* SUPPLIED RECORDS:
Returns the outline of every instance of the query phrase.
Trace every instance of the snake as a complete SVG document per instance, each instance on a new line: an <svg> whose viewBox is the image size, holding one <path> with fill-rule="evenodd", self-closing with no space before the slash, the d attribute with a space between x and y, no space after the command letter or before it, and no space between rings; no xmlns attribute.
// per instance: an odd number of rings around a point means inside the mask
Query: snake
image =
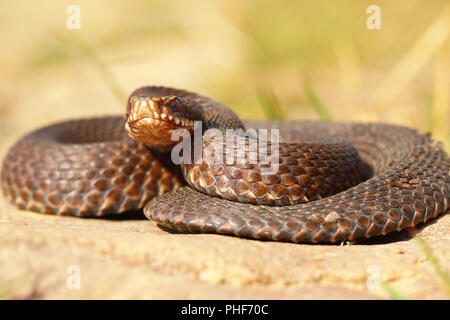
<svg viewBox="0 0 450 320"><path fill-rule="evenodd" d="M342 243L447 213L449 171L442 144L409 127L241 121L208 97L148 86L131 93L125 119L66 120L22 137L1 189L47 214L143 209L167 231Z"/></svg>

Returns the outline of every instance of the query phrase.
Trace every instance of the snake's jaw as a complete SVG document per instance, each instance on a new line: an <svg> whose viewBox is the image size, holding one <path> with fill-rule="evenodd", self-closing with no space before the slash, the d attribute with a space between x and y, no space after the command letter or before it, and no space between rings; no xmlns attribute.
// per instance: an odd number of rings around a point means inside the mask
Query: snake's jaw
<svg viewBox="0 0 450 320"><path fill-rule="evenodd" d="M168 151L178 140L172 141L176 129L194 129L194 121L180 117L181 103L177 97L132 96L128 101L125 130L128 135L158 151Z"/></svg>

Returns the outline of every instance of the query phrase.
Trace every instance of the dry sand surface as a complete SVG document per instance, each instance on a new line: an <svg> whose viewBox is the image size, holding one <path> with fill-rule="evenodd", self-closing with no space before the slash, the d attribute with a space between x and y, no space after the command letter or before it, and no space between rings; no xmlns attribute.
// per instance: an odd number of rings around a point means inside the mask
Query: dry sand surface
<svg viewBox="0 0 450 320"><path fill-rule="evenodd" d="M445 299L418 241L341 246L171 234L142 219L100 220L19 211L0 201L0 283L31 299L377 299L383 282L408 298ZM450 216L419 232L449 267ZM80 267L69 290L67 268Z"/></svg>

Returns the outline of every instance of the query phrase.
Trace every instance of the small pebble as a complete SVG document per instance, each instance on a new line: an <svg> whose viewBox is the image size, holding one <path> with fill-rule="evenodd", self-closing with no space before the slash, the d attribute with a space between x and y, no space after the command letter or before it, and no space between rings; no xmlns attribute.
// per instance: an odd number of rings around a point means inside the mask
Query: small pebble
<svg viewBox="0 0 450 320"><path fill-rule="evenodd" d="M394 252L395 252L395 253L398 253L398 254L403 254L403 253L405 253L405 251L403 251L402 248L394 248Z"/></svg>

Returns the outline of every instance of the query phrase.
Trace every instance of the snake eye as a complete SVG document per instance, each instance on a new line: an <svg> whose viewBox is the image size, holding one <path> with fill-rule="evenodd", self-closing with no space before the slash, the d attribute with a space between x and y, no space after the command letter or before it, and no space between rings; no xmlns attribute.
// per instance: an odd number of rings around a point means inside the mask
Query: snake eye
<svg viewBox="0 0 450 320"><path fill-rule="evenodd" d="M179 113L181 112L181 101L177 97L172 99L168 105L171 113Z"/></svg>

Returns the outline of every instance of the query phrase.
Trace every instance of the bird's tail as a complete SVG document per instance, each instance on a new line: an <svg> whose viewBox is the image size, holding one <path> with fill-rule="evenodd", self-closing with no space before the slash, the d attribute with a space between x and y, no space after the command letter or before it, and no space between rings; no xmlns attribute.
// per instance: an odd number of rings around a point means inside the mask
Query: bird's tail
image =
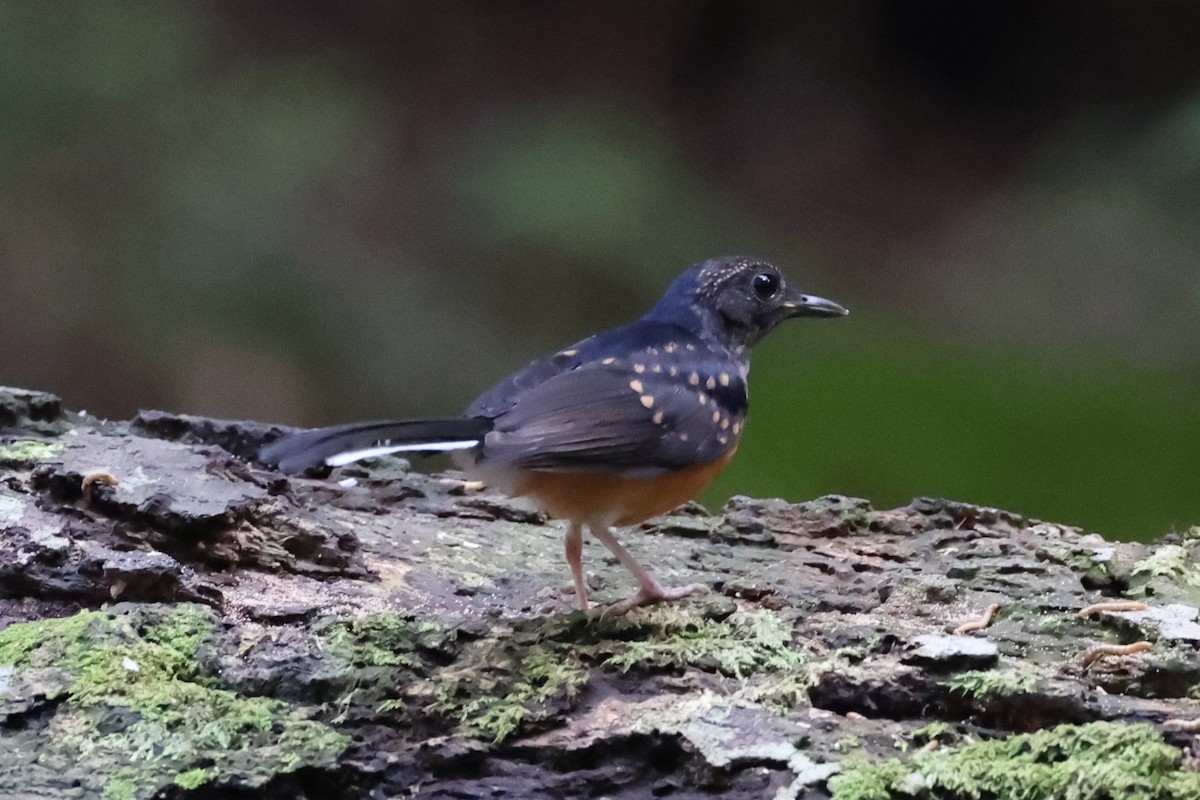
<svg viewBox="0 0 1200 800"><path fill-rule="evenodd" d="M391 453L467 450L491 428L492 421L483 417L353 422L287 434L264 447L259 459L296 473L319 464L340 467Z"/></svg>

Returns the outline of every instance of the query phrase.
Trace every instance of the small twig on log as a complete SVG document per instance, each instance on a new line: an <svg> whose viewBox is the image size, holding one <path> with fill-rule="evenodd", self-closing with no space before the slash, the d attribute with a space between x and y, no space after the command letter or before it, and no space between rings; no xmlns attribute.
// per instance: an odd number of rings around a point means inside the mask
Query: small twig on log
<svg viewBox="0 0 1200 800"><path fill-rule="evenodd" d="M1105 656L1129 656L1143 653L1154 647L1150 642L1134 642L1133 644L1098 644L1083 654L1083 667L1087 669L1097 659Z"/></svg>
<svg viewBox="0 0 1200 800"><path fill-rule="evenodd" d="M1087 618L1101 611L1145 611L1150 606L1138 600L1109 600L1104 603L1093 603L1079 610L1079 616Z"/></svg>
<svg viewBox="0 0 1200 800"><path fill-rule="evenodd" d="M964 622L962 625L959 625L957 628L955 628L953 631L954 635L962 636L964 633L972 633L974 631L983 630L988 625L992 624L992 616L999 609L1000 609L999 603L992 603L990 606L988 606L987 608L984 609L983 616L977 617L976 619L969 619L966 622Z"/></svg>

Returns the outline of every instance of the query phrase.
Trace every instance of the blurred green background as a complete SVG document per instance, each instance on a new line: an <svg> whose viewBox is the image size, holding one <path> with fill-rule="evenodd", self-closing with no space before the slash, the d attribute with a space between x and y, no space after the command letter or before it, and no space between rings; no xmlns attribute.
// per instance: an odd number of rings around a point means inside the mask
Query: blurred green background
<svg viewBox="0 0 1200 800"><path fill-rule="evenodd" d="M1200 5L0 0L0 383L445 414L689 263L851 307L705 497L1200 523Z"/></svg>

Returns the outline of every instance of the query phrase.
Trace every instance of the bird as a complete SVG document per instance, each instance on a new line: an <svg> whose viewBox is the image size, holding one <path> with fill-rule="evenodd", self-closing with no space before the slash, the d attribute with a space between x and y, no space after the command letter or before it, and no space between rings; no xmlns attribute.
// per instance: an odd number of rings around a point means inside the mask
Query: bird
<svg viewBox="0 0 1200 800"><path fill-rule="evenodd" d="M796 317L842 317L773 264L723 256L687 268L639 319L504 378L459 417L354 422L270 442L260 461L295 474L393 453L450 452L467 475L566 520L575 598L590 609L586 527L637 581L605 614L679 600L703 585L661 584L613 529L693 499L729 463L749 407L750 349Z"/></svg>

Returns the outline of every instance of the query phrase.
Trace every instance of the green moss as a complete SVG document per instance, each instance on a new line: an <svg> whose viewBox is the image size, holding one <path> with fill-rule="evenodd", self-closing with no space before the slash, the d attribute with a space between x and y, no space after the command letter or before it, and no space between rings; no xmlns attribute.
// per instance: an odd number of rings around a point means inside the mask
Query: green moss
<svg viewBox="0 0 1200 800"><path fill-rule="evenodd" d="M833 800L1020 798L1174 800L1200 797L1200 774L1149 725L1060 725L995 741L914 753L911 760L847 760Z"/></svg>
<svg viewBox="0 0 1200 800"><path fill-rule="evenodd" d="M1196 569L1188 549L1178 544L1159 545L1129 572L1135 577L1167 578L1188 586L1200 586L1200 570Z"/></svg>
<svg viewBox="0 0 1200 800"><path fill-rule="evenodd" d="M515 678L490 685L443 676L435 682L435 707L470 732L502 742L529 719L546 716L547 704L570 699L588 681L587 669L572 653L534 647L521 660Z"/></svg>
<svg viewBox="0 0 1200 800"><path fill-rule="evenodd" d="M75 680L71 687L74 705L119 703L151 719L167 712L164 691L198 694L208 691L213 681L200 674L196 650L212 635L212 620L201 606L177 606L146 627L139 636L128 622L109 617L109 633L120 643L94 646L89 638L76 639L62 664ZM93 631L96 633L96 631Z"/></svg>
<svg viewBox="0 0 1200 800"><path fill-rule="evenodd" d="M88 649L85 631L107 629L111 617L99 611L82 611L70 617L19 622L0 631L0 665L54 667L73 663Z"/></svg>
<svg viewBox="0 0 1200 800"><path fill-rule="evenodd" d="M375 710L380 714L390 714L394 711L403 711L408 708L408 703L398 697L393 697L390 700L384 700L375 706Z"/></svg>
<svg viewBox="0 0 1200 800"><path fill-rule="evenodd" d="M137 784L129 778L109 778L104 784L104 796L108 800L135 800Z"/></svg>
<svg viewBox="0 0 1200 800"><path fill-rule="evenodd" d="M278 733L270 747L276 759L273 770L276 773L295 772L311 764L331 765L350 746L349 736L295 712L282 719L277 715L271 730Z"/></svg>
<svg viewBox="0 0 1200 800"><path fill-rule="evenodd" d="M213 618L204 606L183 603L142 633L147 642L165 645L181 653L195 653L213 635Z"/></svg>
<svg viewBox="0 0 1200 800"><path fill-rule="evenodd" d="M176 775L172 783L181 789L198 789L216 775L217 771L214 769L189 769Z"/></svg>
<svg viewBox="0 0 1200 800"><path fill-rule="evenodd" d="M320 635L326 654L340 662L334 666L347 679L334 722L368 709L376 715L404 712L403 695L426 672L418 650L445 654L455 639L452 629L391 612L334 620Z"/></svg>
<svg viewBox="0 0 1200 800"><path fill-rule="evenodd" d="M734 696L786 714L808 704L808 690L826 673L829 663L806 664L802 668L759 676L757 680L745 682Z"/></svg>
<svg viewBox="0 0 1200 800"><path fill-rule="evenodd" d="M765 609L737 611L717 621L696 616L683 607L667 606L647 612L650 636L633 641L607 663L628 671L653 666L711 664L742 678L756 672L794 669L804 658L791 649L791 627Z"/></svg>
<svg viewBox="0 0 1200 800"><path fill-rule="evenodd" d="M951 691L985 700L1029 694L1037 685L1033 672L1015 669L979 669L960 672L946 682Z"/></svg>
<svg viewBox="0 0 1200 800"><path fill-rule="evenodd" d="M61 442L18 439L0 447L0 464L10 467L28 466L49 461L62 452Z"/></svg>
<svg viewBox="0 0 1200 800"><path fill-rule="evenodd" d="M330 655L355 667L413 667L412 651L419 636L436 632L429 624L393 613L338 620L325 631Z"/></svg>
<svg viewBox="0 0 1200 800"><path fill-rule="evenodd" d="M0 632L0 663L71 675L45 749L78 764L114 800L150 796L181 776L198 780L190 768L197 761L212 764L210 778L254 785L345 749L347 737L281 701L221 688L198 660L212 636L202 606L87 611L10 626Z"/></svg>
<svg viewBox="0 0 1200 800"><path fill-rule="evenodd" d="M892 793L892 787L901 784L911 771L904 763L892 758L868 764L854 757L841 763L842 771L829 779L833 800L891 800L904 796Z"/></svg>
<svg viewBox="0 0 1200 800"><path fill-rule="evenodd" d="M1179 544L1162 544L1129 568L1130 597L1178 599L1190 605L1200 602L1200 566L1193 549Z"/></svg>

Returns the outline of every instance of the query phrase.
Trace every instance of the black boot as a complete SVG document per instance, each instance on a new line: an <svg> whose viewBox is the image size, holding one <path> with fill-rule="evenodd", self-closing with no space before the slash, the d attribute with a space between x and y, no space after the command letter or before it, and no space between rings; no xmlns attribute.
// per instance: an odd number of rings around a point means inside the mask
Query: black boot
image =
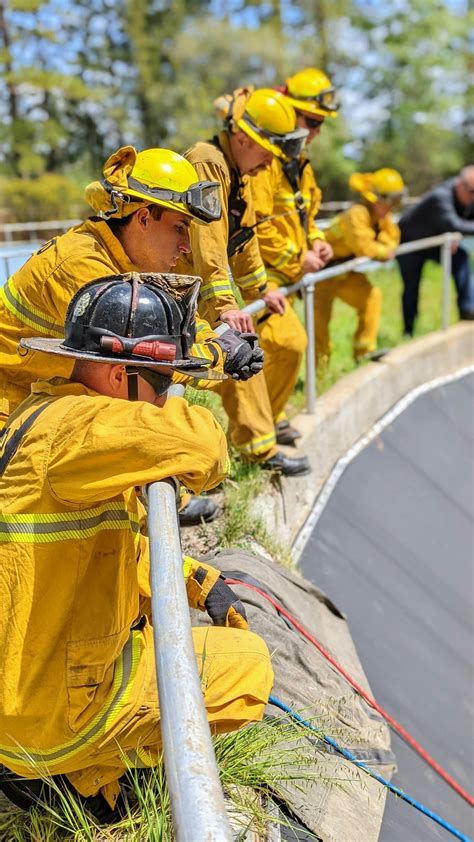
<svg viewBox="0 0 474 842"><path fill-rule="evenodd" d="M308 462L307 456L301 456L298 459L285 456L281 450L278 450L274 456L267 459L266 462L261 462L260 467L264 471L277 471L284 477L300 477L303 474L309 474L311 466Z"/></svg>
<svg viewBox="0 0 474 842"><path fill-rule="evenodd" d="M191 497L188 505L178 514L180 526L199 526L214 520L219 509L210 497Z"/></svg>
<svg viewBox="0 0 474 842"><path fill-rule="evenodd" d="M275 424L277 444L292 445L301 438L301 433L295 427L292 427L289 421L279 421Z"/></svg>

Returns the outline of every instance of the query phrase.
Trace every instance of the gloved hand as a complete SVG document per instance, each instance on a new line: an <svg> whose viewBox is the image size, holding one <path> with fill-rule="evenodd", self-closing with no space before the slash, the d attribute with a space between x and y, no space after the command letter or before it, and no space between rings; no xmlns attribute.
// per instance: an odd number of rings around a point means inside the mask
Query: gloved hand
<svg viewBox="0 0 474 842"><path fill-rule="evenodd" d="M233 380L249 380L263 368L263 351L256 333L226 330L215 340L226 354L224 371Z"/></svg>
<svg viewBox="0 0 474 842"><path fill-rule="evenodd" d="M204 605L215 626L248 629L245 608L232 588L225 584L223 576L213 584Z"/></svg>

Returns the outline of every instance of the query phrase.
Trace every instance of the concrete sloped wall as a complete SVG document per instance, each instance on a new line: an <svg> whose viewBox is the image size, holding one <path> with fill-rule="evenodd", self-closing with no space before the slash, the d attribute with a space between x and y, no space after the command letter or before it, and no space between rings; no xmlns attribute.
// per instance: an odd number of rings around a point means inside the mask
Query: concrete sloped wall
<svg viewBox="0 0 474 842"><path fill-rule="evenodd" d="M280 495L259 496L256 510L267 527L293 543L337 460L412 389L473 363L474 324L461 322L395 348L381 362L342 378L317 399L314 415L300 413L294 419L303 433L298 455L306 454L313 470L304 477L282 478Z"/></svg>

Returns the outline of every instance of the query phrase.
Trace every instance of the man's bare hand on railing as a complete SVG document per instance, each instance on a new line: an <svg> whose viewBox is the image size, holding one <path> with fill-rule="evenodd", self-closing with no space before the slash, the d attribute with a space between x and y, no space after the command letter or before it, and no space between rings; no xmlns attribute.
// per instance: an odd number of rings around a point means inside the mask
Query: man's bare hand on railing
<svg viewBox="0 0 474 842"><path fill-rule="evenodd" d="M325 240L314 240L312 251L319 257L320 260L324 261L323 266L326 266L334 255L332 246L329 245L329 243L326 243Z"/></svg>
<svg viewBox="0 0 474 842"><path fill-rule="evenodd" d="M279 289L272 289L270 292L267 292L263 296L263 300L270 313L277 313L279 316L283 316L285 312L285 296Z"/></svg>
<svg viewBox="0 0 474 842"><path fill-rule="evenodd" d="M244 313L243 310L226 310L220 315L221 322L232 328L232 330L240 330L241 333L252 333L253 322L252 316Z"/></svg>
<svg viewBox="0 0 474 842"><path fill-rule="evenodd" d="M323 266L324 260L321 257L319 257L319 255L316 254L316 252L311 250L306 252L301 268L303 270L303 274L306 275L306 273L308 272L319 272L319 270L322 269Z"/></svg>

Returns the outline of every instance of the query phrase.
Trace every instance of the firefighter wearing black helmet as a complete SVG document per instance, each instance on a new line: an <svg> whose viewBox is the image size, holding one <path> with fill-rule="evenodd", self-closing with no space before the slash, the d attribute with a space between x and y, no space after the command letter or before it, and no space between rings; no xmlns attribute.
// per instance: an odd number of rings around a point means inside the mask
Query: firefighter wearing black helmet
<svg viewBox="0 0 474 842"><path fill-rule="evenodd" d="M209 365L190 353L196 279L175 283L99 279L72 300L64 337L22 341L74 363L71 379L33 384L3 435L0 764L16 780L0 770L0 788L22 806L23 779L40 767L117 818L125 768L158 762L135 487L174 476L199 493L227 465L212 414L163 391L174 371L203 375ZM185 558L183 572L190 605L224 626L193 633L209 721L222 731L261 719L272 684L265 643L220 571Z"/></svg>

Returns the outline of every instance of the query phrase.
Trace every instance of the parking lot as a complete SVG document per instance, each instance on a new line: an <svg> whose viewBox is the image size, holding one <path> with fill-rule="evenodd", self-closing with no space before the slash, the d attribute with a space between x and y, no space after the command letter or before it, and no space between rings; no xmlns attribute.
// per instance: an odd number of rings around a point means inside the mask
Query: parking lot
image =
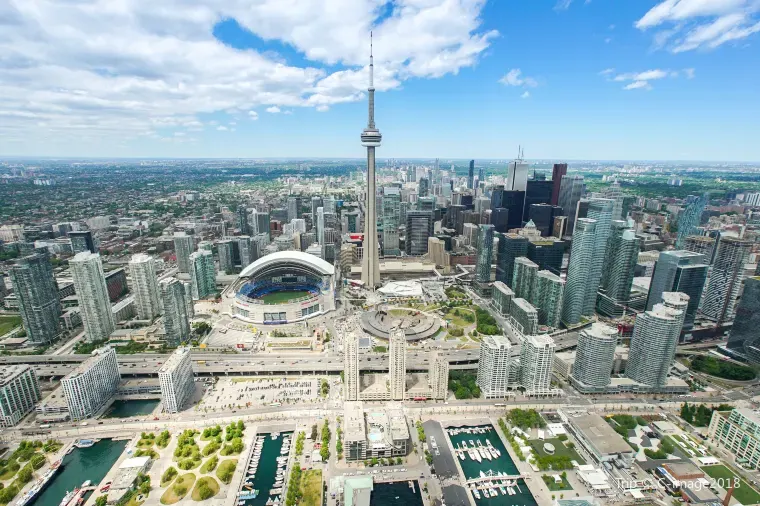
<svg viewBox="0 0 760 506"><path fill-rule="evenodd" d="M224 378L220 379L203 398L209 409L268 406L273 403L295 404L318 402L321 378Z"/></svg>

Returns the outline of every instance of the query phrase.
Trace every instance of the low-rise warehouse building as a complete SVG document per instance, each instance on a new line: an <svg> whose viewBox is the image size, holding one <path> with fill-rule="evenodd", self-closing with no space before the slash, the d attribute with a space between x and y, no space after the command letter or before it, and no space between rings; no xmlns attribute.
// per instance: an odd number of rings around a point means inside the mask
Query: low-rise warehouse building
<svg viewBox="0 0 760 506"><path fill-rule="evenodd" d="M559 413L578 443L597 463L630 467L636 452L604 418L592 414Z"/></svg>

* DIRECTIONS FOR THIS TASK: Copy each line in the entries above where the word "boot" shows up.

* ANSWER SPACE:
Trace every instance of the black boot as a complete SVG document per instance, each instance on a new line: an <svg> whose viewBox is the image size, holding one <path> with fill-rule="evenodd", self-closing with no space before the slash, the d attribute with a space between x and y, no space after the command letter or before it, and no space between rings; no xmlns attribute.
Query: black boot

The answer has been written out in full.